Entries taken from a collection
Start of Block
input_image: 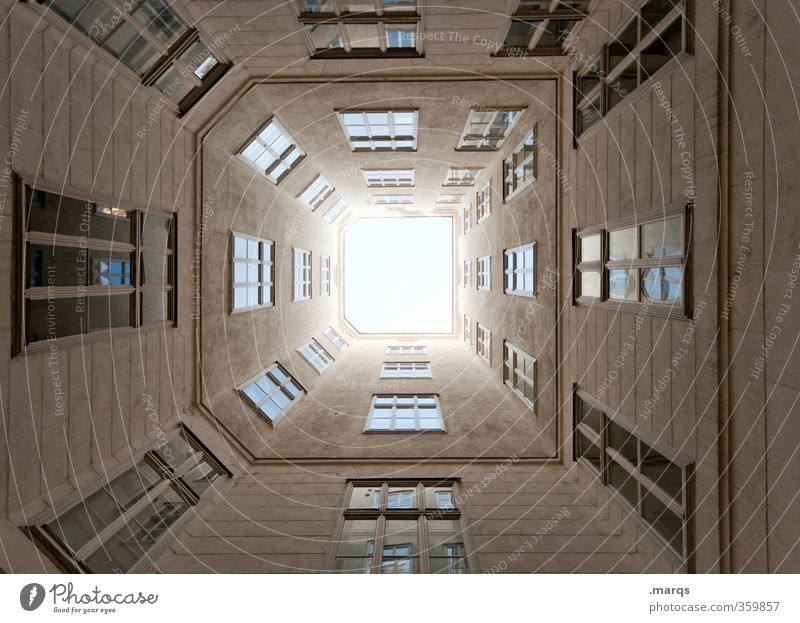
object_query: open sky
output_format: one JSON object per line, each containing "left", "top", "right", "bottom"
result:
{"left": 344, "top": 216, "right": 453, "bottom": 334}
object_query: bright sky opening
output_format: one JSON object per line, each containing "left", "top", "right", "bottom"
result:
{"left": 344, "top": 217, "right": 453, "bottom": 334}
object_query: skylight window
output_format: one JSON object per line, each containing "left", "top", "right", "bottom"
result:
{"left": 497, "top": 1, "right": 589, "bottom": 56}
{"left": 324, "top": 327, "right": 349, "bottom": 351}
{"left": 239, "top": 364, "right": 304, "bottom": 424}
{"left": 363, "top": 169, "right": 415, "bottom": 187}
{"left": 456, "top": 109, "right": 524, "bottom": 151}
{"left": 298, "top": 175, "right": 334, "bottom": 210}
{"left": 339, "top": 110, "right": 418, "bottom": 151}
{"left": 239, "top": 117, "right": 304, "bottom": 183}
{"left": 373, "top": 194, "right": 414, "bottom": 205}
{"left": 324, "top": 198, "right": 348, "bottom": 223}
{"left": 298, "top": 338, "right": 334, "bottom": 373}
{"left": 437, "top": 194, "right": 464, "bottom": 205}
{"left": 444, "top": 167, "right": 483, "bottom": 186}
{"left": 381, "top": 362, "right": 433, "bottom": 379}
{"left": 366, "top": 395, "right": 444, "bottom": 432}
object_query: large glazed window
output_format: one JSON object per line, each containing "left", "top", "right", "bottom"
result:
{"left": 366, "top": 395, "right": 444, "bottom": 432}
{"left": 338, "top": 110, "right": 418, "bottom": 151}
{"left": 330, "top": 480, "right": 471, "bottom": 574}
{"left": 238, "top": 363, "right": 305, "bottom": 424}
{"left": 239, "top": 117, "right": 305, "bottom": 184}
{"left": 231, "top": 233, "right": 274, "bottom": 312}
End of Block
Return every line above verbatim, pictures excluded.

input_image: 
object_query: open sky
output_format: one JSON object per line, each containing "left", "top", "right", "bottom"
result:
{"left": 344, "top": 216, "right": 453, "bottom": 334}
object_query: bright sky opening
output_format: one JSON object per line, each containing "left", "top", "right", "bottom"
result:
{"left": 344, "top": 217, "right": 453, "bottom": 334}
object_query: skylight window
output_format: one JSON object per line, each containing "left", "top", "right", "bottom"
result:
{"left": 497, "top": 1, "right": 589, "bottom": 56}
{"left": 324, "top": 327, "right": 349, "bottom": 351}
{"left": 239, "top": 364, "right": 304, "bottom": 424}
{"left": 363, "top": 169, "right": 415, "bottom": 187}
{"left": 456, "top": 109, "right": 524, "bottom": 151}
{"left": 298, "top": 175, "right": 334, "bottom": 210}
{"left": 339, "top": 110, "right": 418, "bottom": 151}
{"left": 239, "top": 117, "right": 304, "bottom": 183}
{"left": 373, "top": 194, "right": 414, "bottom": 205}
{"left": 324, "top": 198, "right": 348, "bottom": 223}
{"left": 298, "top": 338, "right": 334, "bottom": 373}
{"left": 437, "top": 194, "right": 464, "bottom": 205}
{"left": 444, "top": 167, "right": 483, "bottom": 186}
{"left": 381, "top": 362, "right": 433, "bottom": 379}
{"left": 366, "top": 395, "right": 444, "bottom": 432}
object_query: large glazed window
output_format: one JSON object per line, each containing "left", "top", "right", "bottom"
result:
{"left": 366, "top": 395, "right": 444, "bottom": 432}
{"left": 338, "top": 110, "right": 418, "bottom": 151}
{"left": 330, "top": 480, "right": 471, "bottom": 574}
{"left": 238, "top": 363, "right": 305, "bottom": 424}
{"left": 239, "top": 117, "right": 305, "bottom": 184}
{"left": 231, "top": 233, "right": 274, "bottom": 312}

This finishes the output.